TEXT EXCERPT:
^^^^
# first 2 litters



## quadrapop (Aug 16, 2010)

my first and second litter are coming along nicely, first from a satin gold coloured female with a slight wavy coat, dad is either the same or a cinnamon.










the second is a cinnamon female and dad is the gold or the cinnamon


----------



## WoodWitch (Oct 18, 2009)

I really like the look of the first litter!
Lovely colour :mrgreen:


----------



## quadrapop (Aug 16, 2010)

they are much better satins than their parents.


----------



## Elven (Apr 18, 2010)

Oh wow! I just love them!


----------



## zany_toon (Apr 3, 2010)

They look fab! Well done on such shiney babies


----------



## moustress (Sep 25, 2009)

Nice looking babies; the yellow gold raise the question: What color are their eyes? Are they fawn or (pink eyed) or red (black eyed)?


----------



## quadrapop (Aug 16, 2010)

If you mean the babies their eyes arnt open yet. The dad has pink eyes mum has what I think is red eyes


----------



## windyhill (Jan 19, 2010)

you can tell at birth what color the babies eyes wil be. 
If you see black where the eyes are, then they will be black, if theres nothing, then they will be pink/red


----------



## jessilynn (Jul 9, 2010)
^^^^
SUPPLIED MATERIAL:
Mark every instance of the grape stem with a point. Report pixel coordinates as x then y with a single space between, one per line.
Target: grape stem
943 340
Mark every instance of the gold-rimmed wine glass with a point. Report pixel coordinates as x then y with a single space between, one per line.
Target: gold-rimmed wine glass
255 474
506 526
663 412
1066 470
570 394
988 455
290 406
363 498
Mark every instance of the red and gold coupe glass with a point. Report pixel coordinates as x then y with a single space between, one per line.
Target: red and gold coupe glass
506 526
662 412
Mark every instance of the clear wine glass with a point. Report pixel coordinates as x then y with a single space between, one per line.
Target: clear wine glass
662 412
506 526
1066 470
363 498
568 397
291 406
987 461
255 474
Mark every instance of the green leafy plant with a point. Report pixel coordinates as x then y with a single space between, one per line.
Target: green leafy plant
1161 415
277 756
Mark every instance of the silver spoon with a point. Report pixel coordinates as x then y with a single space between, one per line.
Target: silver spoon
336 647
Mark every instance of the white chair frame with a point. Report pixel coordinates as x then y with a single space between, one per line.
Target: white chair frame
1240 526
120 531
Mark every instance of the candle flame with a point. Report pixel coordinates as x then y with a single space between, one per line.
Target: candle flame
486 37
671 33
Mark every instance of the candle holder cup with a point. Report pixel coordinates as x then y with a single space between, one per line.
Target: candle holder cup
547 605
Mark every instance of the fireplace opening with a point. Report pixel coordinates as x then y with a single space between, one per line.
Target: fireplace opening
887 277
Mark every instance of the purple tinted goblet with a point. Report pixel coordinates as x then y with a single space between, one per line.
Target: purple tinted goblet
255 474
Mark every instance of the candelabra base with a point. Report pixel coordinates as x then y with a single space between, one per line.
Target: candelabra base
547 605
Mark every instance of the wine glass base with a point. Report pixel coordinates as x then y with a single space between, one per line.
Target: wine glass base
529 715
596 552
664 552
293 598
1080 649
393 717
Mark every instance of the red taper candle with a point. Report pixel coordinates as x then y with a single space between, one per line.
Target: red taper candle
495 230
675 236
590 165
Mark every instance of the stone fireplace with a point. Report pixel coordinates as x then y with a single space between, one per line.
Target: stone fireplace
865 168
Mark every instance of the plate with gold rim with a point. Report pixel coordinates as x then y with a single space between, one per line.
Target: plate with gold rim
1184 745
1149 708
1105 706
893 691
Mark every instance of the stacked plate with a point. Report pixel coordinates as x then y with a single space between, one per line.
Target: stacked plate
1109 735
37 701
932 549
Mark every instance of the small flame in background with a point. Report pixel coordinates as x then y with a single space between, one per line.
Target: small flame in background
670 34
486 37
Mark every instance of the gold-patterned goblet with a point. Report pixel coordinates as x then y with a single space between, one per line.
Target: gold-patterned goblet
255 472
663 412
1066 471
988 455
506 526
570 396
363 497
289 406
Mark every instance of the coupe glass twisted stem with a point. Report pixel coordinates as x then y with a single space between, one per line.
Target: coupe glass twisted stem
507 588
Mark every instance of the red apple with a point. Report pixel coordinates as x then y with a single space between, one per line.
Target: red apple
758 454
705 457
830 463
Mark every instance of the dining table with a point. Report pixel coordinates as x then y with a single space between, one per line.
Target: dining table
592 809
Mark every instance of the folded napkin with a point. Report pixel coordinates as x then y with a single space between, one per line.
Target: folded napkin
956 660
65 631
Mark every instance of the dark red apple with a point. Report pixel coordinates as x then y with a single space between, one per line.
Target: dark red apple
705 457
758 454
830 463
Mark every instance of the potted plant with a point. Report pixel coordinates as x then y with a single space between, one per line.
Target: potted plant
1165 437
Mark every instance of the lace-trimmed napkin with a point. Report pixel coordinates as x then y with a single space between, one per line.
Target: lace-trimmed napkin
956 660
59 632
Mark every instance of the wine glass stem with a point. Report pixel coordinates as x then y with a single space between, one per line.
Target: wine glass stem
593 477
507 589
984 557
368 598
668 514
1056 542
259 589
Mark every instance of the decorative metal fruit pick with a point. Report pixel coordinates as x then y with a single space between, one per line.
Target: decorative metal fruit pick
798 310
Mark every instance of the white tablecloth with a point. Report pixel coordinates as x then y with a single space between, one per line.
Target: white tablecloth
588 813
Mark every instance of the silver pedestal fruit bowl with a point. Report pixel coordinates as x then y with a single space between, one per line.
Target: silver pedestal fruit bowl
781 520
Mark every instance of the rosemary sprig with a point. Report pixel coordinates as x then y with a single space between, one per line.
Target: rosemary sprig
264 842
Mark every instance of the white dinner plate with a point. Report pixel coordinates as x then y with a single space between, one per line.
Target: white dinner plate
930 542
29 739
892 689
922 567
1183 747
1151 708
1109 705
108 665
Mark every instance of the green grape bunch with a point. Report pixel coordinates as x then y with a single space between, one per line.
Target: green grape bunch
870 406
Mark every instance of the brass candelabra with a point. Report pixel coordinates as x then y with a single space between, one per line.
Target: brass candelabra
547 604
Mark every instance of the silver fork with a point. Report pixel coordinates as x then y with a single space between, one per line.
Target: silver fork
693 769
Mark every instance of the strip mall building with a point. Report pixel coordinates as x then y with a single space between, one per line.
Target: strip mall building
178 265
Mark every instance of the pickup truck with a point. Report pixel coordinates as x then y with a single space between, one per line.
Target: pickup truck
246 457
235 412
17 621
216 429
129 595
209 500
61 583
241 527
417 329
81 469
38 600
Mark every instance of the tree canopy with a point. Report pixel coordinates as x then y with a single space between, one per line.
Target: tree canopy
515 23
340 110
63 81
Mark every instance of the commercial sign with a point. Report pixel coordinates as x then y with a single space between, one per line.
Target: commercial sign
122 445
^^^^
PROMPT 1: In two sentences, summarize the forum thread about the first two litters.
PROMPT 2: Continue the forum thread about the first two litters from its final line.

TASK RESPONSE 1: A poster reports a first litter from a satin gold female with a slightly wavy coat and a second from a cinnamon female, each sired by either the gold or the cinnamon male, and says the babies are much better satins than their parents. Other members praise the litters, and when one asks about eye color, the poster replies that the babies' eyes are not open yet and that the father has pink eyes and the mother apparently red, while another member states that black showing where the eyes are at birth means black eyes and nothing showing means pink or red.

TASK RESPONSE 2:
I can see at least 1 PE in the first litter, and all black in the 2nd


----------



## Erica08 (May 20, 2009)

the first litters got some interesting looking color


----------



## quadrapop (Aug 16, 2010)

jessilynn said:


> I can see at least 1 PE in the first litter, and all black in the 2nd


how can you tell, their eyes arnt visible in the first litter, well one is barely.


----------



## zany_toon (Apr 3, 2010)

quadrapop said:


> jessilynn said:
> 
> 
> > I can see at least 1 PE in the first litter, and all black in the 2nd
> ...


If you look at where their eyes are you can tell the colour: pink and red eyes won't show up at all through the eyelids whereas black eyes will show through the eyelids. It's why you can see little black blobs in the picture of your second litter but the first litter look eyeless just now (at least until their eyes are open :lol


----------



## quadrapop (Aug 16, 2010)

I get you yes I thought you meant you knew if the eyes were pink or red, they are opening now though. The others are obviously dark though.


----------



## Taegan (Sep 13, 2010)

the first litter is a gorgous colour!


----------



## webzdebs (Mar 29, 2010)

love the first litter, will you have any females available from this litter?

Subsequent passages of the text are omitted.